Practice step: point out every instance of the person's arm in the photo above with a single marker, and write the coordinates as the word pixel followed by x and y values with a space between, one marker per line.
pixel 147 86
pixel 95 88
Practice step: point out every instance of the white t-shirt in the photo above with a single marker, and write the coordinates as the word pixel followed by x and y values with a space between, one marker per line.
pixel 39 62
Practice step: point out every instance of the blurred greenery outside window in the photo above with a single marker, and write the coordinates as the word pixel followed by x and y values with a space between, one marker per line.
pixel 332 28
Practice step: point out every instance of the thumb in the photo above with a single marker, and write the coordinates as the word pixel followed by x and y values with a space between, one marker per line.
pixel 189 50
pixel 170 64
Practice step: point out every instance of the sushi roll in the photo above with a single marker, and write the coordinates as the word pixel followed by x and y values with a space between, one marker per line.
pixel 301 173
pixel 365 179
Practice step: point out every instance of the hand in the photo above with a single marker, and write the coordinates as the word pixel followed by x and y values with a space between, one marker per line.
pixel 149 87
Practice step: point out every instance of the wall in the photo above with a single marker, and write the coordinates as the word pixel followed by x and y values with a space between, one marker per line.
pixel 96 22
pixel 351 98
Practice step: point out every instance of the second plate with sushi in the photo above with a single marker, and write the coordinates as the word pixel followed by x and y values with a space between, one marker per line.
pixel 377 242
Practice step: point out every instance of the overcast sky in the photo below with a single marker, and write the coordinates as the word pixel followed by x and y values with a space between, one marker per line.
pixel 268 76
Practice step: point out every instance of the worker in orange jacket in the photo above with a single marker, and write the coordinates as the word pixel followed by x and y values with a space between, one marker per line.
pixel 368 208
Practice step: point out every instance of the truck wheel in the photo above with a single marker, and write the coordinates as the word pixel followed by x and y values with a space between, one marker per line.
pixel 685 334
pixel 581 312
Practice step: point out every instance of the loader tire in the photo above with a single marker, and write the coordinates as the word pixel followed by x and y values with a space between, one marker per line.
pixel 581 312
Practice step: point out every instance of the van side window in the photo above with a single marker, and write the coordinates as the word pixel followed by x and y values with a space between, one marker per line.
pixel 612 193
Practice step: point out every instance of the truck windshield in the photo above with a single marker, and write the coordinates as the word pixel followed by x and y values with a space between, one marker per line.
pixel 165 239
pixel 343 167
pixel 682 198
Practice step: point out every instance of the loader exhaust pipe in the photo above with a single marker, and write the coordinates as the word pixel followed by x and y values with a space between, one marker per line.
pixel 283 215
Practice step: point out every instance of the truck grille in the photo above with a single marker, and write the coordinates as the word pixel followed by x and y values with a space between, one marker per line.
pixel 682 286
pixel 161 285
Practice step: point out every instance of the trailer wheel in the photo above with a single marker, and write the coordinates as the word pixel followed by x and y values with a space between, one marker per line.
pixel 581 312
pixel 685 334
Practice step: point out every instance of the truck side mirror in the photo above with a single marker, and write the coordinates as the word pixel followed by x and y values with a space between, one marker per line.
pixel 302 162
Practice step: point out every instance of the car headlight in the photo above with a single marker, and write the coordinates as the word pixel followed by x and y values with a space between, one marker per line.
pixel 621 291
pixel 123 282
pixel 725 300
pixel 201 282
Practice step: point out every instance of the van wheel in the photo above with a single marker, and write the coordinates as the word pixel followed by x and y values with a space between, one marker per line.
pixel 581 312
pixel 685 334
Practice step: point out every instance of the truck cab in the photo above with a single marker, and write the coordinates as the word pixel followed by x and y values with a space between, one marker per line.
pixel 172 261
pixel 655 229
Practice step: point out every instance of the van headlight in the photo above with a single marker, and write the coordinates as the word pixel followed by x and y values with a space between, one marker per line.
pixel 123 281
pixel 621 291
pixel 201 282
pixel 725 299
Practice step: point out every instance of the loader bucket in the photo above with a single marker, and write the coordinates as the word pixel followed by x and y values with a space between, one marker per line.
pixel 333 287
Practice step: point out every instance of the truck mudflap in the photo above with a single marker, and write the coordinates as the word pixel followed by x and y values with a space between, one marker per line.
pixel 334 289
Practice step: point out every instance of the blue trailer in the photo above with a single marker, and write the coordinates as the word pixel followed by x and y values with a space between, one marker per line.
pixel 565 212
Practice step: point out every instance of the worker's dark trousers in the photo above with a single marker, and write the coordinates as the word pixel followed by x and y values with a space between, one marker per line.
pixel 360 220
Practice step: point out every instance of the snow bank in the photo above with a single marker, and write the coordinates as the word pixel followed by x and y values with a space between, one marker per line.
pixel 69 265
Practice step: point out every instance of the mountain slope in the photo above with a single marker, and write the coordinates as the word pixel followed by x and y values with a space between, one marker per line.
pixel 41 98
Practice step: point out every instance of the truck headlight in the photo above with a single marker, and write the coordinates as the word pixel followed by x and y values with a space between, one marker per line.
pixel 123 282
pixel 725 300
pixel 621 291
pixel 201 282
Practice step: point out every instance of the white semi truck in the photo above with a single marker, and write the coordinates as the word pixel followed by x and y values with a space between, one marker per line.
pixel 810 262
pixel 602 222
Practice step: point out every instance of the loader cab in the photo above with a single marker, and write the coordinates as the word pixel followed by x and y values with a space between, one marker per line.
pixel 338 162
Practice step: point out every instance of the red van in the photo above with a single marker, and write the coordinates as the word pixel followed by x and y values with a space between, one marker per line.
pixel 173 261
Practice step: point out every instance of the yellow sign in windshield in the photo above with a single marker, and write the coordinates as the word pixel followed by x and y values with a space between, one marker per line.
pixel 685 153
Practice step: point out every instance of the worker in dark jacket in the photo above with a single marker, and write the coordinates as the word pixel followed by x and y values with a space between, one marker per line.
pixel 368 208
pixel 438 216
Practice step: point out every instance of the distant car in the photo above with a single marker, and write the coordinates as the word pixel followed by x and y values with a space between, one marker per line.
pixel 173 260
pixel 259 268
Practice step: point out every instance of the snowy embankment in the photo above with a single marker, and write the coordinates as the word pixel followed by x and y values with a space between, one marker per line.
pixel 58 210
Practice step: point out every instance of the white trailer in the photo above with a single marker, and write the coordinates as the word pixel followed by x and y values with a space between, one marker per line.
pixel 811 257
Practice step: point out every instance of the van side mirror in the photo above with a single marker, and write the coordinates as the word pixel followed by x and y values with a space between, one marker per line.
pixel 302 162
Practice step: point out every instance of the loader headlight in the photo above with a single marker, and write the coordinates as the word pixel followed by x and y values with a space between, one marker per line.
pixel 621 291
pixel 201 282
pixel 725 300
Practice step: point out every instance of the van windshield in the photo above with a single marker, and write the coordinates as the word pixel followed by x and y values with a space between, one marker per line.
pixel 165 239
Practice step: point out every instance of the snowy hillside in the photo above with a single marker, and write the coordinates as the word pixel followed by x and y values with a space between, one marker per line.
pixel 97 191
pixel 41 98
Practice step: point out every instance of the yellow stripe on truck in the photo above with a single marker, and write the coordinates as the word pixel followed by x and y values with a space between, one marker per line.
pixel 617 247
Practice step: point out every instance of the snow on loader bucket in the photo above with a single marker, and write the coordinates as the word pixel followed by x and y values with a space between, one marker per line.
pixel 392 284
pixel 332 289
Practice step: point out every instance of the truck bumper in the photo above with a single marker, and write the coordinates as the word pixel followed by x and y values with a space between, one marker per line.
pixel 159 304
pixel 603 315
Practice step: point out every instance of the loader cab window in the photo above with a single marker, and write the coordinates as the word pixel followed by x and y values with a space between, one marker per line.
########
WORK INSTRUCTION — The records above should be transcribed in full, with no differences.

REPLY —
Practice step: point out every instance of the person's arm in the photo above with a single marker, and write the coordinates as the word pixel followed by x and y values with a space between, one marker per line.
pixel 147 86
pixel 95 88
Practice step: point out every instance of the white t-shirt in the photo above with a single marker, and write the coordinates as the word pixel followed by x and y values with a space between, one marker per line.
pixel 39 62
Practice step: point out every instance of the blurred greenery outside window in the photo above with a single marker, and write the coordinates as the word pixel followed by x and y values with a space between, one marker per line.
pixel 332 28
Practice step: point out every instance of the thumb in the photo above with a single marker, and write the coordinates as the word pixel followed by x and y values with a space between, one marker per line.
pixel 189 50
pixel 170 64
Practice step: point out every instance of the sushi roll in the photo above with a single marker, and write the coordinates as the word pixel followed by x and y values with a space between, one marker per line.
pixel 301 173
pixel 365 179
Practice step: point out every instance of the hand in the photo above with a single marker, and write the coordinates as the word pixel followed by x and y values with a space between, one marker per line.
pixel 149 87
Practice step: point out every instance of the wall in the photo above with a single marker, and write the coordinates as the word pixel followed by x and y values with a space between, one marker per line.
pixel 96 22
pixel 351 98
Practice step: point out every instance of the second plate with sushi in the photo above with a single marker, and write the coordinates as the word pixel followed by x and y values with a space between, one marker per line.
pixel 377 242
Practice step: point out every instance of the overcast sky in the photo below with a single marker, and write the coordinates as the word pixel followed by x and y values with a space between, one marker per line.
pixel 268 76
Practice step: point out every instance of the worker in orange jacket in the photo above with a single marker, and write the coordinates as the word pixel followed by x and y values with a space between, one marker per line.
pixel 368 208
Practice step: point out every instance of the truck wheel in the photo above with a single marker, and write the coordinates as the word pixel followed by x and y values with a space between, one marker per line.
pixel 685 334
pixel 581 312
Practice step: point out every instance of the loader tire in the photo above with a single marker, and write the coordinates as the word pixel followed by x and y values with a space between, one marker per line.
pixel 581 312
Practice step: point out every instance of the van side window in the photo above with a single marker, and write the coordinates as the word pixel followed by x and y values with a space between, one marker per line.
pixel 612 193
Practice step: point out every instance of the truck windshield in the photo above with a single marker, and write the coordinates as the word pixel followed by x and y values with a space between, one marker per line.
pixel 165 239
pixel 343 167
pixel 682 198
Practice step: point out every instance of the loader exhaust pipe in the photo above with a single marker, and write the coordinates as the word pixel followed by x and y values with a space between, one marker per line.
pixel 283 215
Practice step: point out every instance of the truck grille in the photo above with a single marker, and write the coordinates as the word pixel followed by x and y values with a space between, one marker per line.
pixel 682 286
pixel 161 285
Practice step: point out every instance of the trailer wheel in the photo above with a single marker, and write the coordinates as the word pixel followed by x and y values with a space between, one marker per line.
pixel 581 312
pixel 685 334
Practice step: point out every instance of the truck side mirror in the photo above with a single marker, and write the coordinates as the word pixel followed by x and y values with a space between, one marker per line.
pixel 302 162
Practice step: point out every instance of the car headlight in the photo above with a single marker, and write the coordinates as the word pixel followed by x and y values with a space between, one marker per line.
pixel 621 291
pixel 123 282
pixel 725 300
pixel 201 282
Practice step: point out every instance of the van wheel in the photo above with a single marker, and write the coordinates as the word pixel followed by x and y values with a space between, one marker per line.
pixel 581 312
pixel 685 334
Practice step: point out every instance of the truck cab in the photo above with a single marker, and write the coordinates as the word pixel followed by x and y values with a space between, one marker per line.
pixel 172 261
pixel 655 229
Practice step: point out every instance of the van headlight in the photo above with a single marker, and write the coordinates as the word pixel followed by x and y values with a space between, one marker per line.
pixel 123 281
pixel 621 291
pixel 201 282
pixel 725 299
Practice step: point out every instance of the loader bucket in the photo above with a single marker, and write the coordinates as the word pixel followed by x and y values with a space between, one marker per line.
pixel 333 287
Practice step: point out every instance of the truck mudflap in the photo above with a single marker, and write the coordinates as the word pixel followed by x and y values with a space between, one marker per line.
pixel 334 289
Practice step: point out every instance of the blue trailer in the photo above with a single marker, and write the coordinates as the word pixel followed by x and y values with a space between, one marker per line.
pixel 565 212
Practice step: point out every instance of the worker's dark trousers in the photo above with a single marker, and write the coordinates as the word pixel followed by x and y values with a space between, one marker per line.
pixel 360 220
Practice step: point out every instance of the snow bank in the photo above with a single marker, and write the coordinates as the word pixel followed by x and y values with a space between, one marker per line.
pixel 69 265
Practice step: point out every instance of the mountain slope in the photo above with a single marker, and write the coordinates as the word pixel followed by x and y values with a space between, one marker per line.
pixel 41 98
Practice step: point out every instance of the truck headlight in the photo above with a single marker, and write the coordinates as the word pixel followed by x and y values with a space between, one marker per line.
pixel 123 282
pixel 725 300
pixel 621 291
pixel 201 282
Practice step: point out every instance of the white semi truck in the photo above with a single marker, and write the coordinates as the word pixel followed by x and y values with a space between, one marker per line.
pixel 810 262
pixel 602 222
Practice step: point out every instance of the loader cab in the photo above with a single marker, and write the coordinates as the word pixel followed by x and y values with a space between, one marker per line.
pixel 338 162
Practice step: point out every instance of the red van in the photo above with a single marker, and write the coordinates as the word pixel followed by x and y values with a space between, one marker per line.
pixel 173 261
Practice step: point out every instance of the yellow sign in windshield in the photo above with a single marker, and write the coordinates as the word pixel followed by x and y values with a space between, one marker per line.
pixel 685 153
Practice step: point out every instance of the worker in dark jacket in the photo above with a single marker, and write the coordinates as the word pixel followed by x and y values with a space between, one marker per line.
pixel 368 208
pixel 438 216
Practice step: point out every instance of the distant car in the photo above with a single marker, and write the coordinates as the word pixel followed by x and y values with a space between, one marker per line.
pixel 173 260
pixel 259 268
Practice step: point out every instance of the snowy embankment in the photo above with a single marker, and write the coordinates as the word pixel followed by x and y values with a space between, one marker per line.
pixel 58 210
Practice step: point out every instance of the white trailer in the photo above with a single marker, and write the coordinates as the word pixel followed by x and y values with a space between, one marker per line.
pixel 811 257
Practice step: point out every instance of the van side mirror in the photo above with a single marker, and write the coordinates as the word pixel followed by x and y values with a space between, one marker per line.
pixel 302 162
Practice step: point out every instance of the loader headlight in the photo above with a single marker, and write the coordinates as the word pixel followed by x and y values with a space between, one marker per line.
pixel 621 291
pixel 201 282
pixel 725 300
Practice step: point out every instance of the van windshield in the photo above with a single marker, and write the coordinates as the word pixel followed by x and y values with a space between, one marker per line.
pixel 165 239
Practice step: point out every instance of the snowy hillside in the photo above with a single marker, and write the coordinates as the word pixel followed by x and y values with a space between, one marker per line.
pixel 97 191
pixel 41 98
Practice step: point out every instance of the yellow stripe on truck in the photo above with a single marker, and write the coordinates as the word pixel followed by x and y values with a space between, one marker per line.
pixel 617 247
Practice step: point out every instance of the snow on loader bucket in the photo above with a single marker, and write the coordinates as the word pixel followed by x and y values with a space between, one marker per line.
pixel 392 284
pixel 332 289
Practice step: point out every instance of the truck bumper in the photo above with a single marker, and write the coordinates as the word pixel followed by x and y values with a space between, one marker per line.
pixel 159 304
pixel 603 315
Practice step: point out every instance of the loader cab window in the photo above with a single marker, and write the coordinates as the word pixel followed by x and y values with a space between, one marker per line.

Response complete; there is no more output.